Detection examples
★ ★ ★ ★ ★
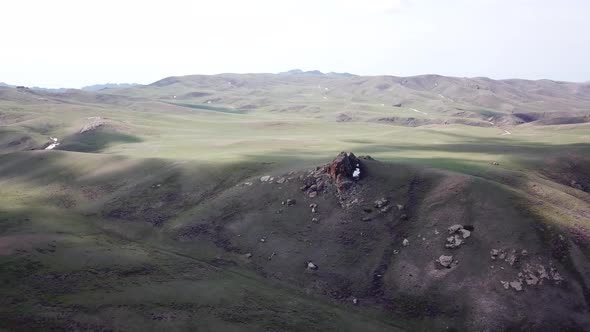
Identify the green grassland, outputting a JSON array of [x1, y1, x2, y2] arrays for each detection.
[[0, 74, 590, 331]]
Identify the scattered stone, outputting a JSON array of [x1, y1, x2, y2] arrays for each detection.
[[449, 224, 463, 234], [375, 197, 389, 209], [549, 267, 564, 285], [510, 280, 522, 292], [459, 228, 471, 239], [437, 255, 453, 268], [327, 152, 361, 191], [445, 224, 471, 249], [524, 273, 539, 286], [309, 203, 318, 213], [506, 253, 518, 266], [490, 249, 500, 260], [445, 234, 463, 249]]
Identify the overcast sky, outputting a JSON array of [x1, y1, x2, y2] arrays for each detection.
[[0, 0, 590, 87]]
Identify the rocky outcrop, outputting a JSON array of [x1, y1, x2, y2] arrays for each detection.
[[445, 225, 473, 249], [326, 152, 362, 191]]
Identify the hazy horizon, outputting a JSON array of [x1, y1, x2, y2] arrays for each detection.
[[0, 0, 590, 88]]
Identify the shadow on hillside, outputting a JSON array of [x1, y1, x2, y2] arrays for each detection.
[[57, 129, 142, 152]]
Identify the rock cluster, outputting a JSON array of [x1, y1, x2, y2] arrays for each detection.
[[327, 152, 362, 191], [445, 224, 471, 249], [490, 249, 528, 266], [437, 255, 453, 268], [299, 167, 329, 198], [490, 249, 564, 292]]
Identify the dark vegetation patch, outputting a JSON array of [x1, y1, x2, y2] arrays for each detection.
[[56, 126, 142, 152]]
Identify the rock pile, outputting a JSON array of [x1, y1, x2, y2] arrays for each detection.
[[327, 152, 362, 191], [490, 249, 564, 292], [437, 255, 453, 269], [445, 224, 471, 249]]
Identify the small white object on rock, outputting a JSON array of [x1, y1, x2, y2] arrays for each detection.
[[510, 280, 522, 292], [449, 224, 463, 234], [437, 255, 453, 268]]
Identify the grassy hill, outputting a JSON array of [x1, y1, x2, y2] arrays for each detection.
[[0, 72, 590, 331]]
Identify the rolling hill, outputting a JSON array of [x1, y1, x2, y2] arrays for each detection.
[[0, 70, 590, 331]]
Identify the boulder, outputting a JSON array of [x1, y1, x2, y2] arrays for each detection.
[[375, 197, 389, 209], [437, 255, 453, 268], [510, 280, 522, 292], [326, 152, 361, 190], [309, 203, 318, 213]]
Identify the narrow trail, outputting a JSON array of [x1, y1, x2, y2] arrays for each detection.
[[410, 108, 428, 115]]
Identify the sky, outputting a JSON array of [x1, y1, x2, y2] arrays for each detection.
[[0, 0, 590, 88]]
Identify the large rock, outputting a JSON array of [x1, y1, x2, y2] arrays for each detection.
[[327, 152, 362, 190]]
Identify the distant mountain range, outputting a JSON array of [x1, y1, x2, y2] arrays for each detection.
[[81, 83, 139, 91], [0, 82, 139, 92], [279, 69, 357, 77]]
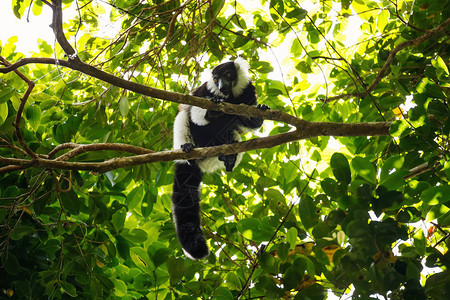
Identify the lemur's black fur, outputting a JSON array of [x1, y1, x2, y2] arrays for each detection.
[[172, 58, 268, 259]]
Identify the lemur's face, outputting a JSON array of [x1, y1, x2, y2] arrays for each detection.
[[213, 62, 237, 97]]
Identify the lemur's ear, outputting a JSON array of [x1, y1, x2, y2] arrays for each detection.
[[234, 57, 250, 73]]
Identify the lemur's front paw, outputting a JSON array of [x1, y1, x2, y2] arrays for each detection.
[[210, 96, 225, 103], [256, 104, 270, 110], [180, 143, 194, 153], [219, 154, 237, 172]]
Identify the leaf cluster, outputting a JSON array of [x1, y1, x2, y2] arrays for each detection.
[[0, 0, 450, 299]]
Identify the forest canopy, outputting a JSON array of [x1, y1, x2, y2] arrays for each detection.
[[0, 0, 450, 300]]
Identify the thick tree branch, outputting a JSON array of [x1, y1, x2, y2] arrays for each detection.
[[0, 56, 36, 158], [0, 122, 389, 173]]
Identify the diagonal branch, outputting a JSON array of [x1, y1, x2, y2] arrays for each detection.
[[0, 122, 390, 174]]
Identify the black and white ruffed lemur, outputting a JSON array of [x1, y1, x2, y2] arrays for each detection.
[[172, 58, 268, 259]]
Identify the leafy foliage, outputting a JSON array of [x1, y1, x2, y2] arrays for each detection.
[[0, 0, 450, 299]]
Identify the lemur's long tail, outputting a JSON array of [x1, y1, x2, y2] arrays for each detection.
[[172, 162, 209, 259]]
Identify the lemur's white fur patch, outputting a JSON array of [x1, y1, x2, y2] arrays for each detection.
[[231, 57, 250, 97], [205, 57, 250, 99], [173, 108, 193, 149], [205, 70, 228, 99], [191, 106, 209, 126]]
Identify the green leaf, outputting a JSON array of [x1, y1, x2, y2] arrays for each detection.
[[121, 228, 147, 244], [61, 189, 81, 215], [25, 105, 41, 129], [130, 247, 155, 274], [298, 195, 318, 229], [10, 225, 35, 240], [351, 156, 377, 184], [237, 218, 275, 242], [330, 152, 352, 184], [431, 55, 450, 75], [258, 252, 278, 274], [59, 281, 78, 297], [141, 187, 158, 218], [0, 102, 8, 126], [113, 279, 128, 297], [277, 243, 290, 261], [166, 256, 185, 283], [377, 9, 389, 32], [286, 227, 298, 249], [112, 207, 127, 232], [420, 185, 450, 205], [119, 95, 129, 117], [2, 252, 20, 275], [213, 286, 234, 300]]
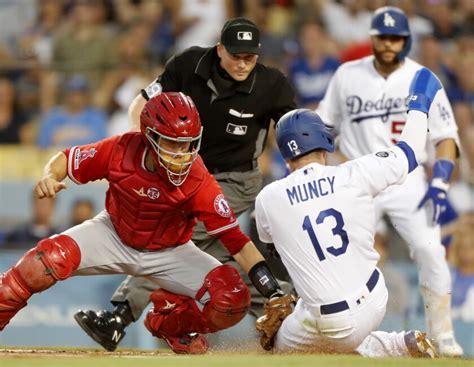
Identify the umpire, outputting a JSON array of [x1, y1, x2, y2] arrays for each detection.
[[74, 18, 296, 351]]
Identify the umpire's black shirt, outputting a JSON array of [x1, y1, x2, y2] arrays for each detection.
[[158, 47, 296, 173]]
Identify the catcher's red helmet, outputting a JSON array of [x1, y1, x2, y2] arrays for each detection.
[[140, 92, 202, 186]]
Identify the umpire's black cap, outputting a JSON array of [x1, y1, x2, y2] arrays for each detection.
[[221, 18, 260, 54]]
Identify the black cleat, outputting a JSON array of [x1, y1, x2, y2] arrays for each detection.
[[74, 310, 126, 352]]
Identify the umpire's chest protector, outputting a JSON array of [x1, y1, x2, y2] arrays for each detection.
[[106, 134, 202, 249]]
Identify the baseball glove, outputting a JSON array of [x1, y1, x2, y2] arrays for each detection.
[[255, 294, 297, 350]]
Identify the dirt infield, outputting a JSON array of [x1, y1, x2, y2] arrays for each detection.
[[0, 348, 175, 358]]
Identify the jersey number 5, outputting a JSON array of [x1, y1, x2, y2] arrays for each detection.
[[303, 208, 349, 261]]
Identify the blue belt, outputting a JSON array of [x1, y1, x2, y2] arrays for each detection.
[[320, 269, 380, 315]]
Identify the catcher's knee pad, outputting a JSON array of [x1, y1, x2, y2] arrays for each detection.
★ ★ ★ ★ ★
Please scale the entries from the start of the entries up to and including the line with "[[0, 0, 590, 87]]", writing those lines out again with their requests and multiplying every box coordinate in the answers by 0.95, rounded to whole numbers with halves rounded up. Leave the pictures out of your answer.

Identify the green grassland, outputting a JSON array of [x1, y1, x2, y2] arrays for each detection.
[[0, 70, 561, 314]]
Identify the scattered stone, outputting a JSON array of [x1, y1, x2, y2] arrays for each detection.
[[427, 213, 440, 222], [356, 187, 370, 199], [522, 254, 536, 271], [485, 266, 496, 277], [436, 217, 447, 227], [415, 242, 430, 255], [311, 144, 343, 181], [423, 213, 447, 237], [498, 259, 512, 272], [294, 193, 302, 202], [481, 240, 492, 253], [466, 237, 475, 247], [423, 222, 440, 237]]
Identify the overcast sky, outputting a JSON array of [x1, y1, x2, y2] arrays for each detection.
[[0, 0, 561, 83]]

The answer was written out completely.